EXERCISE BRIEF
Retype, word for word, only the lines from the one with "# locate forearm: put a pin on each instance." through the last line of the data below.

INFORMATION GIVEN
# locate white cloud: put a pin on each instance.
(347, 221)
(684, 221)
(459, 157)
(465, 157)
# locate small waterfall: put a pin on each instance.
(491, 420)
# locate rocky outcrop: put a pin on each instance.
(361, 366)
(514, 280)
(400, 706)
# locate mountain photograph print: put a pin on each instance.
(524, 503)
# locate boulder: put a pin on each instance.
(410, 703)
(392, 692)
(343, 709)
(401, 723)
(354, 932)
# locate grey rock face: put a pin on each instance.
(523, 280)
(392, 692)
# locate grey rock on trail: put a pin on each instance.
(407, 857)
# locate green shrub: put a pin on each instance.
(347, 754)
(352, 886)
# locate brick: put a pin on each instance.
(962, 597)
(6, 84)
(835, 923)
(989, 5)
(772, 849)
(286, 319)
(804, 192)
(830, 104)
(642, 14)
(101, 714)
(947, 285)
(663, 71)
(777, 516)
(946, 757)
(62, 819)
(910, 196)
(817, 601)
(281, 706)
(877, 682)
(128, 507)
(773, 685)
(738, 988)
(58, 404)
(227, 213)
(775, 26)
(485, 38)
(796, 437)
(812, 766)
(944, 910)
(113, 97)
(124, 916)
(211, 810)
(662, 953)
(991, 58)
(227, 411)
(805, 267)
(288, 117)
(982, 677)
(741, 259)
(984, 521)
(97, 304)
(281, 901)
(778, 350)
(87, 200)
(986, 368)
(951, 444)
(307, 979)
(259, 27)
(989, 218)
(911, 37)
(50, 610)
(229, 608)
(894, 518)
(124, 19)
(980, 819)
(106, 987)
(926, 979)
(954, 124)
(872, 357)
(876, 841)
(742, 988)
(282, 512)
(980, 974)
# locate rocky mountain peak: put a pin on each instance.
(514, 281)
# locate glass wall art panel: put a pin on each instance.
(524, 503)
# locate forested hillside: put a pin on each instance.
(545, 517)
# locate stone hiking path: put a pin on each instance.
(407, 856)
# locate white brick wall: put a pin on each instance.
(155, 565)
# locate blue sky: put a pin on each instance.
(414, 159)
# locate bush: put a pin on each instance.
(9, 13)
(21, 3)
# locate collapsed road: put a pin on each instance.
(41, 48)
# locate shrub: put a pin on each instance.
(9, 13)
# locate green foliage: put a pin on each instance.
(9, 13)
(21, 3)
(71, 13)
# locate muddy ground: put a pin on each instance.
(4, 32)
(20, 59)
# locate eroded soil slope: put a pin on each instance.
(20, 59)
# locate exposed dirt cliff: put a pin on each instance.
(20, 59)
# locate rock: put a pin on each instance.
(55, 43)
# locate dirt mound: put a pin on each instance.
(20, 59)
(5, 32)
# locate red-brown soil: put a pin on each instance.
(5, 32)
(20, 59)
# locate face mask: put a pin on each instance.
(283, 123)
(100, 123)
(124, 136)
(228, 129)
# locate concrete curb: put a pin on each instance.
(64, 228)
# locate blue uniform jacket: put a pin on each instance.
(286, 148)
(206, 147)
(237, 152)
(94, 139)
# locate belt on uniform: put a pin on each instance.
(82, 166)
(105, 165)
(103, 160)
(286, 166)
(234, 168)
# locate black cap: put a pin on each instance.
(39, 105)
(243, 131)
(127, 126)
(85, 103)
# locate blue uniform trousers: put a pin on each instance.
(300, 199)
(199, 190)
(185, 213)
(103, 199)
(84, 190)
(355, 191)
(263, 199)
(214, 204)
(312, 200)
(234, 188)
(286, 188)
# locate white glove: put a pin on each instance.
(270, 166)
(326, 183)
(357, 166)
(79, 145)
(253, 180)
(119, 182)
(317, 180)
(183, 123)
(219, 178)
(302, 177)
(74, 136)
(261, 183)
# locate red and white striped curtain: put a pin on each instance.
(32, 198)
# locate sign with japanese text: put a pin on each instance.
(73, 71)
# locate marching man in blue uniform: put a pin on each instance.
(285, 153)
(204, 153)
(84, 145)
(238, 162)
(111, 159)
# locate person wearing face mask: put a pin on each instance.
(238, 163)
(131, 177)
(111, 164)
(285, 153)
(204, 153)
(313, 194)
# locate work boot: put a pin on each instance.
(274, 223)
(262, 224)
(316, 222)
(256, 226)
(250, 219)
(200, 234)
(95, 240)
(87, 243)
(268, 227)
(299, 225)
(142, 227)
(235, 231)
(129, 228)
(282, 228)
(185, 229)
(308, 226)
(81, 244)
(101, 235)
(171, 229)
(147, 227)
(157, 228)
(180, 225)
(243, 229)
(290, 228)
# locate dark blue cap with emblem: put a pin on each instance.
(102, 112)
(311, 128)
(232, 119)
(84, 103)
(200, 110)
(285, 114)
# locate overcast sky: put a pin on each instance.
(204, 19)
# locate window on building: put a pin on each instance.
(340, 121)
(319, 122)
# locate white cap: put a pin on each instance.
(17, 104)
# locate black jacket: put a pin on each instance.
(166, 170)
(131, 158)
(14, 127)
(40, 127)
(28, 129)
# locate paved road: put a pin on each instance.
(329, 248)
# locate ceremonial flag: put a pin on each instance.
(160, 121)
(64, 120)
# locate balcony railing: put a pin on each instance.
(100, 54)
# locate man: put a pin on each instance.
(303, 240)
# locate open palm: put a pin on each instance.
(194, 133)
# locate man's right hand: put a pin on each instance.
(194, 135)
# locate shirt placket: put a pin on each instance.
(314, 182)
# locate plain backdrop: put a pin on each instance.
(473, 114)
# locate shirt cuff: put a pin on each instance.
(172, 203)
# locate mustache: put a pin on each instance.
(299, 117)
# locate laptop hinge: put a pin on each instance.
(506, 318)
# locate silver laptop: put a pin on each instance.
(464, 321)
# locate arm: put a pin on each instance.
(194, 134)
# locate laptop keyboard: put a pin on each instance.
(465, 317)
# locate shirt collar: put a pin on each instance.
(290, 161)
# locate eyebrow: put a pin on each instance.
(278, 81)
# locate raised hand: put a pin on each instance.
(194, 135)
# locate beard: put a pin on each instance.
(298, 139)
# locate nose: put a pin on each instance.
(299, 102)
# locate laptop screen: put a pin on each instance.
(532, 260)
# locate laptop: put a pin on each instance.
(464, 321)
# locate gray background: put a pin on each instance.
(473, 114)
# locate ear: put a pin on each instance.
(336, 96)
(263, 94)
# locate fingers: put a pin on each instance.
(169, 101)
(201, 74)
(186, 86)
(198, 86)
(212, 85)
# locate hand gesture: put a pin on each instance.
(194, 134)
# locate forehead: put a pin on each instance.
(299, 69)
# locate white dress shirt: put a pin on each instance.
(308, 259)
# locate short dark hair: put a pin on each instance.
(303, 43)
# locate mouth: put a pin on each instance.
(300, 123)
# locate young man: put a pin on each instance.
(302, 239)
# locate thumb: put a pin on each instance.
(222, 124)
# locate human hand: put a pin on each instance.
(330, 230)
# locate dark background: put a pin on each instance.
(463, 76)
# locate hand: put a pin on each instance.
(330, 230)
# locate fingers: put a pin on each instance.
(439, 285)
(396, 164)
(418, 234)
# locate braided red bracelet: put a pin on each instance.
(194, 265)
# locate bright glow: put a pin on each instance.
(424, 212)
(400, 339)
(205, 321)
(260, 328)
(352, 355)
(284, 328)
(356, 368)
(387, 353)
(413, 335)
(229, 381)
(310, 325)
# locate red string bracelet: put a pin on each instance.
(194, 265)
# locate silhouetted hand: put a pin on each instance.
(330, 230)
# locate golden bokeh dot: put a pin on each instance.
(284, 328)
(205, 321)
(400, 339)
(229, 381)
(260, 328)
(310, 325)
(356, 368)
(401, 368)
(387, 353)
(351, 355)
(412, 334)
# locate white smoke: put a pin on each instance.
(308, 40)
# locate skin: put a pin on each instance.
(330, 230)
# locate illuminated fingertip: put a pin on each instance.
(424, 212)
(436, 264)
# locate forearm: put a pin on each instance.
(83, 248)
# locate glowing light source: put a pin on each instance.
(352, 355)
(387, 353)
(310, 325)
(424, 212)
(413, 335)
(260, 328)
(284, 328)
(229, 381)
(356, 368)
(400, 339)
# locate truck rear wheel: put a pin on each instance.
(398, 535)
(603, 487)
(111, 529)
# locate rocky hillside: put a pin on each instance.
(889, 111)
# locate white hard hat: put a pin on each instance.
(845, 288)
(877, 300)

ANSWER SECTION
# locate forearm: put a pin on each instance.
(83, 248)
# locate glowing light source: put a pin on each instance.
(352, 355)
(387, 353)
(310, 325)
(424, 212)
(413, 335)
(260, 328)
(284, 328)
(229, 381)
(356, 368)
(400, 339)
# locate truck rear wheel: put a pin on each instance.
(398, 535)
(603, 487)
(111, 529)
# locate rocky hillside: put a pin on each instance.
(889, 111)
# locate white hard hat: put a pin on each instance.
(845, 288)
(877, 300)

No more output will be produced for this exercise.